━━━ EXCERPTED DATA
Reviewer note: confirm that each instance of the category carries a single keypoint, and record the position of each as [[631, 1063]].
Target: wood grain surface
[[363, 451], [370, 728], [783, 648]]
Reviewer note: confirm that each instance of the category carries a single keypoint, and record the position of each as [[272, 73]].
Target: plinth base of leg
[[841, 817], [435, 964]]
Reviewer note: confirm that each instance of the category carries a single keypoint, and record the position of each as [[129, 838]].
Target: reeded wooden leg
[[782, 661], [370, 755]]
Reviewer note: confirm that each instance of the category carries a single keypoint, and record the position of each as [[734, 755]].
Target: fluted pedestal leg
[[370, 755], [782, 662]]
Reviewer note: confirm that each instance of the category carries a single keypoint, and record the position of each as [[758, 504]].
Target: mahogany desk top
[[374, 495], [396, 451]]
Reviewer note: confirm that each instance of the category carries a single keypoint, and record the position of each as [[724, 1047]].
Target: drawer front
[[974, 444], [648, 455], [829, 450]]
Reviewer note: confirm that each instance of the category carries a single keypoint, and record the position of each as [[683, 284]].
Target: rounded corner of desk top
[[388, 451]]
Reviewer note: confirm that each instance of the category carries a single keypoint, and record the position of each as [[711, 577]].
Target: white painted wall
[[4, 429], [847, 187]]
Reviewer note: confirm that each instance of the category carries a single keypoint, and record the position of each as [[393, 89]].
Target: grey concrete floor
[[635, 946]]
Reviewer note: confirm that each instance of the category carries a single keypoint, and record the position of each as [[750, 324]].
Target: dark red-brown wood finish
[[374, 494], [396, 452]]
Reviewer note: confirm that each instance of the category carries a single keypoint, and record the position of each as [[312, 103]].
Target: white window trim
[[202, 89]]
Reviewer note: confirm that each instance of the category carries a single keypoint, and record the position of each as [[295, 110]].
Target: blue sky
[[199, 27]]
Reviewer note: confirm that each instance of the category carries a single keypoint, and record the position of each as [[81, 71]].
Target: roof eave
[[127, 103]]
━━━━━━
What is wanted is an exact repeat of the lines from the one with "as [[683, 284]]." through the last line of the listing above, and no other text.

Reviewer note: confirm that each instance of the category carries a single keypoint, and record the position of each as [[683, 284]].
Target: rounded corner of desk top
[[388, 451]]
Reviewer note: confirm that each instance of the category carries a single keypoint, and record the position of each as [[711, 577]].
Target: white painted wall
[[4, 429], [847, 187]]
Reviewer note: confirm that each instance of the category carries a single keypoint, and record the position of each as [[393, 89]].
Target: grey concrete floor
[[635, 946]]
Reviewer note: confirm that each instance of the category carries a single keypoint, and record the position of each as [[750, 324]].
Target: dark red-brown wood finish
[[374, 494], [396, 452]]
Reviewer note: confirm that each instance of the category carries a single keypoint, and record the position of each as [[312, 103]].
Target: white window trim
[[202, 89]]
Reviewer note: confirm that each instance of the category carries a single keypoint, and record the position of each as [[295, 110]].
Target: blue sky
[[199, 27]]
Reviewer note: confirm that each instance of the category carries a single keypoint, and record the position of each as [[81, 71]].
Target: roof eave
[[127, 103]]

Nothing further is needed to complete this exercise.